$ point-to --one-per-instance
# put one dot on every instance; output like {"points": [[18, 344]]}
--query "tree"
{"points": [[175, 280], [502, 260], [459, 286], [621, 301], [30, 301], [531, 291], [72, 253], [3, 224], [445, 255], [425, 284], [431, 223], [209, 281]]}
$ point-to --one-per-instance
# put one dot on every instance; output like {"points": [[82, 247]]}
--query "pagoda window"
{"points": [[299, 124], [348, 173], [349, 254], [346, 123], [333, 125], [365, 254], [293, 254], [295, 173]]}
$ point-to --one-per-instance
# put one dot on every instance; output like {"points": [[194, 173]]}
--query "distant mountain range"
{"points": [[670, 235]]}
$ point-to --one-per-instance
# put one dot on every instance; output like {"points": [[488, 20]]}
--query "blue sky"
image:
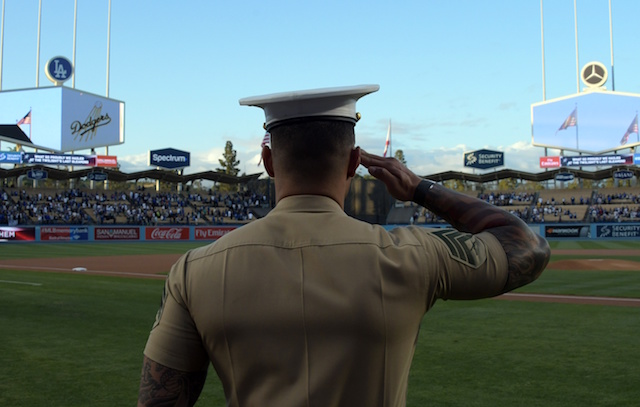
{"points": [[454, 76]]}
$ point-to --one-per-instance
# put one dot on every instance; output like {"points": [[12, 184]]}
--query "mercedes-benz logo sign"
{"points": [[594, 74]]}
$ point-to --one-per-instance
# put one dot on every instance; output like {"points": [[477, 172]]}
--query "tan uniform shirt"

**Work request**
Report each line of the records that holds the word "every".

**Output for this exercise**
# put one dot on every instance; output like {"points": [[18, 344]]}
# put one dot on every instance; output like {"points": [[82, 247]]}
# put one dot on every instance; output like {"points": [[194, 173]]}
# put one dot on every instance; output like {"points": [[488, 20]]}
# put one dot on every instance; output like {"points": [[12, 184]]}
# put one dot on every instance; output like {"points": [[477, 172]]}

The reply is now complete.